Work to complete
Count the lines in the entries that contain the string "doorway" and give only that number.

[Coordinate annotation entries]
══════

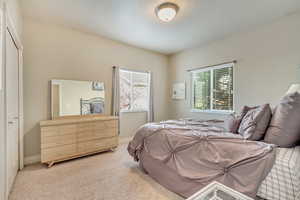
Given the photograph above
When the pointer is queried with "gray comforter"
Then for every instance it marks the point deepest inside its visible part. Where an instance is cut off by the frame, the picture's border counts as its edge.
(185, 157)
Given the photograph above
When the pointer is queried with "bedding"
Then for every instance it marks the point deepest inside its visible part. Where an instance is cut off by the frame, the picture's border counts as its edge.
(233, 122)
(284, 129)
(186, 156)
(283, 181)
(255, 122)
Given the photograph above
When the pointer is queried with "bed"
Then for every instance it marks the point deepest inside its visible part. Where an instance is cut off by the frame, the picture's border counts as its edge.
(184, 157)
(283, 181)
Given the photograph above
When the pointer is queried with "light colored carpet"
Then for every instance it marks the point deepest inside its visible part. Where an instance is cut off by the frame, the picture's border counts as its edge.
(105, 176)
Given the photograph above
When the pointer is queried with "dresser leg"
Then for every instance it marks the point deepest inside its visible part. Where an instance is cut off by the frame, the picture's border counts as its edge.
(50, 164)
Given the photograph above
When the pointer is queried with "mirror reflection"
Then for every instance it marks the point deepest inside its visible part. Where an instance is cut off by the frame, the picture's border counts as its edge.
(71, 97)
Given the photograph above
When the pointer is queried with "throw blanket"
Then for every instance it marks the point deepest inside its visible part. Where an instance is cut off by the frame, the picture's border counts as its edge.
(186, 156)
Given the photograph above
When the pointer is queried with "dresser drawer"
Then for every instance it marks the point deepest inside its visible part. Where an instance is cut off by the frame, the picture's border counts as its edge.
(53, 141)
(58, 130)
(97, 145)
(96, 134)
(111, 124)
(58, 153)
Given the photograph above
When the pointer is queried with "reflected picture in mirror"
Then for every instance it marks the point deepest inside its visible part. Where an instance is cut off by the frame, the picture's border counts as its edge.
(71, 98)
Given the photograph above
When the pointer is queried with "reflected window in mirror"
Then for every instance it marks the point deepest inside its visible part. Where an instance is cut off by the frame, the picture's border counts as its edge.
(134, 91)
(71, 98)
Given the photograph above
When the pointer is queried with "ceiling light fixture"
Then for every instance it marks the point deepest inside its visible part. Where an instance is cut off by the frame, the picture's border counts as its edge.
(166, 11)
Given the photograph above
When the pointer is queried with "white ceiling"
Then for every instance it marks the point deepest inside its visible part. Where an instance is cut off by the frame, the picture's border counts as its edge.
(134, 21)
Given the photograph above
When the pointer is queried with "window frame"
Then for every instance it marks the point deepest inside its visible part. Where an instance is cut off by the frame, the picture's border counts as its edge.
(211, 69)
(131, 92)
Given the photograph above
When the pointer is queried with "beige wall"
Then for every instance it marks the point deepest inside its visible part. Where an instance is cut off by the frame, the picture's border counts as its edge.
(15, 14)
(268, 62)
(56, 52)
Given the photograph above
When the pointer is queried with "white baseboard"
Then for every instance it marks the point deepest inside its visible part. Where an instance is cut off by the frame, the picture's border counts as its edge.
(32, 159)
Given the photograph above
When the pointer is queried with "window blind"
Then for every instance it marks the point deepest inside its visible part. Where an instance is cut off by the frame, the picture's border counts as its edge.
(212, 88)
(223, 89)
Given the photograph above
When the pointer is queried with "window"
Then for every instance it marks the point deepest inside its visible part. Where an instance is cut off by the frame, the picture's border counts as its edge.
(134, 91)
(212, 88)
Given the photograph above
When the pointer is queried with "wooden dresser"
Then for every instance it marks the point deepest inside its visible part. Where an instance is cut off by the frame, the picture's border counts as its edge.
(68, 138)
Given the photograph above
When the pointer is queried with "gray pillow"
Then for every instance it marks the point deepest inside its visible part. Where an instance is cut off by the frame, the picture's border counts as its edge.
(233, 122)
(255, 123)
(284, 128)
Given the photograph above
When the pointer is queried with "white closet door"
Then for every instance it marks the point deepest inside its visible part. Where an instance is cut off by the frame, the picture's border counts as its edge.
(12, 92)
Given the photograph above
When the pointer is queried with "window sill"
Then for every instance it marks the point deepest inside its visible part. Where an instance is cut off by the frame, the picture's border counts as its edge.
(212, 111)
(134, 111)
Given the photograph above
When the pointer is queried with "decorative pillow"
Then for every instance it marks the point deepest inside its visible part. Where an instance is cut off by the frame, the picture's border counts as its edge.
(255, 123)
(233, 122)
(284, 128)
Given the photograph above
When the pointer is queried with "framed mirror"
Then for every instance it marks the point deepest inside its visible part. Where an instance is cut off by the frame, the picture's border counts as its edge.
(71, 98)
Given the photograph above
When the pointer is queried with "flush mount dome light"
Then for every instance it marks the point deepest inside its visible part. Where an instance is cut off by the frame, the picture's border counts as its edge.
(166, 11)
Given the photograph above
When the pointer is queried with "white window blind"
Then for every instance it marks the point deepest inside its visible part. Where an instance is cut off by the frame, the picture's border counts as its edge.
(134, 91)
(212, 88)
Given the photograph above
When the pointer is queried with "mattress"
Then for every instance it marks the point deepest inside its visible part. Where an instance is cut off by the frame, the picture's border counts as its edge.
(283, 181)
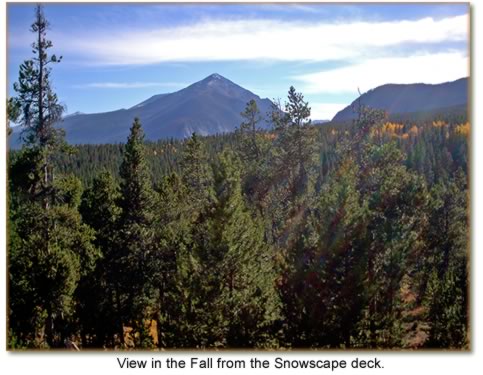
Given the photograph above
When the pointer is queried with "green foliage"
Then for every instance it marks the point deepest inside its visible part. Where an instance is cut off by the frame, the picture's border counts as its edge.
(299, 236)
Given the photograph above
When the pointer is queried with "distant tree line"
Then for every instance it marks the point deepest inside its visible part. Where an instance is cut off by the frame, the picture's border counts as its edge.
(301, 236)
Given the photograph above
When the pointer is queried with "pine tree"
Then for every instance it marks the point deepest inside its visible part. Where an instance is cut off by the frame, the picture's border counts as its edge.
(136, 232)
(239, 266)
(48, 229)
(98, 311)
(39, 106)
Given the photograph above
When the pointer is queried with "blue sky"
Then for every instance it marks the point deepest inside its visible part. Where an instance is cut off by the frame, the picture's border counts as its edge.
(117, 55)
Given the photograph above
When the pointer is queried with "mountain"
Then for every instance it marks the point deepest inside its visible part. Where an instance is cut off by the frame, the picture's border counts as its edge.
(210, 106)
(418, 97)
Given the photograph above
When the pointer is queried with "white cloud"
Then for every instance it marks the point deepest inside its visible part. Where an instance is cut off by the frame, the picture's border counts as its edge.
(429, 68)
(255, 39)
(129, 85)
(325, 111)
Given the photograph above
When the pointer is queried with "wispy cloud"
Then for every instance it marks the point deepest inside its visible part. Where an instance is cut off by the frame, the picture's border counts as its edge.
(255, 39)
(325, 111)
(429, 68)
(129, 85)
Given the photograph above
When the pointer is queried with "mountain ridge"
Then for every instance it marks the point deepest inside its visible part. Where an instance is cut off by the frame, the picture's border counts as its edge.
(210, 106)
(407, 98)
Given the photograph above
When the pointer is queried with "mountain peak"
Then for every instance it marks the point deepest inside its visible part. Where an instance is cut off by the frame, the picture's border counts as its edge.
(215, 76)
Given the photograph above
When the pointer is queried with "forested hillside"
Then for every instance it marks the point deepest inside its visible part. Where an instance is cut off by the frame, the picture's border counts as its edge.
(299, 236)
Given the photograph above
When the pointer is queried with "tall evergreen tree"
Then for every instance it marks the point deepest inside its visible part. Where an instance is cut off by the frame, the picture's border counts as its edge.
(98, 295)
(48, 229)
(136, 232)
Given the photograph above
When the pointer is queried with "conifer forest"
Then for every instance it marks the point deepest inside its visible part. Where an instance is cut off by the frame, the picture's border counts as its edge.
(348, 235)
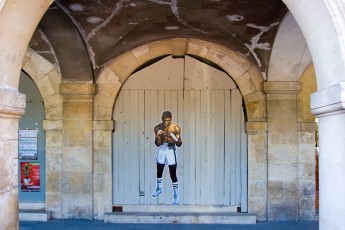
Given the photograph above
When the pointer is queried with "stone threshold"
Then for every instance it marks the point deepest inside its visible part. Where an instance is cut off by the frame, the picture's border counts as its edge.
(180, 218)
(34, 215)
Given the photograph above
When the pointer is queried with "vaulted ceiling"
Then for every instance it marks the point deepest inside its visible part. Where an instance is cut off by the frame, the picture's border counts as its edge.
(81, 36)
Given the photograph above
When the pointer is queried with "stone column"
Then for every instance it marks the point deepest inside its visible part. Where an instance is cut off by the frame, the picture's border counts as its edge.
(54, 172)
(257, 169)
(282, 150)
(329, 106)
(77, 180)
(12, 106)
(306, 170)
(102, 164)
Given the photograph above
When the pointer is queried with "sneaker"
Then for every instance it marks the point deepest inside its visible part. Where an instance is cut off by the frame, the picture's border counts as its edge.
(175, 200)
(157, 192)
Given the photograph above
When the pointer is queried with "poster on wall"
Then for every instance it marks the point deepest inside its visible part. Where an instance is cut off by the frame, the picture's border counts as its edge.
(27, 144)
(30, 176)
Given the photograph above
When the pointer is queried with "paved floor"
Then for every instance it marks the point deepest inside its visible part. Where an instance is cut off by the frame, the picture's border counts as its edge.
(93, 224)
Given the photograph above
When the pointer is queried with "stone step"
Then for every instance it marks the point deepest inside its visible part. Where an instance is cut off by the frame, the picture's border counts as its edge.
(34, 215)
(180, 218)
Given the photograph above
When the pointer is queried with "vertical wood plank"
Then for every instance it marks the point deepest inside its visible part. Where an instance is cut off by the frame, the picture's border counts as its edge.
(126, 149)
(180, 165)
(116, 146)
(244, 166)
(238, 146)
(141, 151)
(198, 124)
(214, 145)
(186, 148)
(134, 147)
(233, 142)
(221, 153)
(227, 160)
(156, 101)
(205, 170)
(192, 146)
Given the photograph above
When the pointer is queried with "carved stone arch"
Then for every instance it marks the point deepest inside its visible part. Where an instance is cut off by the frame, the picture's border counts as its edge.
(47, 79)
(246, 75)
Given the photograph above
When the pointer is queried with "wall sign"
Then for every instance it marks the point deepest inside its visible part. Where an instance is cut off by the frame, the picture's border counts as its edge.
(30, 176)
(27, 144)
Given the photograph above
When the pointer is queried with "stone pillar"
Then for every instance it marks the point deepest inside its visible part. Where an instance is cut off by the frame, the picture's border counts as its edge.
(282, 150)
(77, 179)
(329, 106)
(54, 172)
(306, 170)
(12, 106)
(102, 164)
(257, 169)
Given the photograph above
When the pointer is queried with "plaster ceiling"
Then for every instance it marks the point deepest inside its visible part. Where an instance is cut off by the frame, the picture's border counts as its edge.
(81, 36)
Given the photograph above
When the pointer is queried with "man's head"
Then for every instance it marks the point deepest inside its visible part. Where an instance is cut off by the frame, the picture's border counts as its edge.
(166, 118)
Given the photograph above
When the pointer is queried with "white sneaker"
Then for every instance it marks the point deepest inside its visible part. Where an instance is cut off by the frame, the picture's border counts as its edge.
(157, 192)
(175, 200)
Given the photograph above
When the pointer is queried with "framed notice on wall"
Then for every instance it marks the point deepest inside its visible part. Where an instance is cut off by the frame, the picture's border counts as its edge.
(27, 144)
(30, 176)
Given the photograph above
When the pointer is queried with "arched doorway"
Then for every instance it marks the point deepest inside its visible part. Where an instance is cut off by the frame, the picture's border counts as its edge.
(32, 153)
(212, 165)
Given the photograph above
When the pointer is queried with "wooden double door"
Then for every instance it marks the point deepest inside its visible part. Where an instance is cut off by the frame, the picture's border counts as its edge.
(212, 162)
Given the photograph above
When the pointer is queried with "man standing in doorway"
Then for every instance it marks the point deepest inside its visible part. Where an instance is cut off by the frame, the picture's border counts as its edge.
(167, 137)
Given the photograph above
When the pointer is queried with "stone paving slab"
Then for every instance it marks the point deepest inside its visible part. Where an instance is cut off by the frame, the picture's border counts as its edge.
(95, 224)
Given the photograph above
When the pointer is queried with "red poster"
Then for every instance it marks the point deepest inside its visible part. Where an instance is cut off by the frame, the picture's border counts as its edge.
(30, 176)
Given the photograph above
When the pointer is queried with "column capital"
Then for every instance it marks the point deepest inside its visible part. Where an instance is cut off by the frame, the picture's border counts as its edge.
(49, 125)
(282, 87)
(77, 91)
(103, 125)
(12, 103)
(329, 100)
(256, 126)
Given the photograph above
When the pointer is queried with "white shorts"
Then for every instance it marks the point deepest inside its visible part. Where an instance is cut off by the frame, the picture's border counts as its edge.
(166, 155)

══════

Exercise solution
2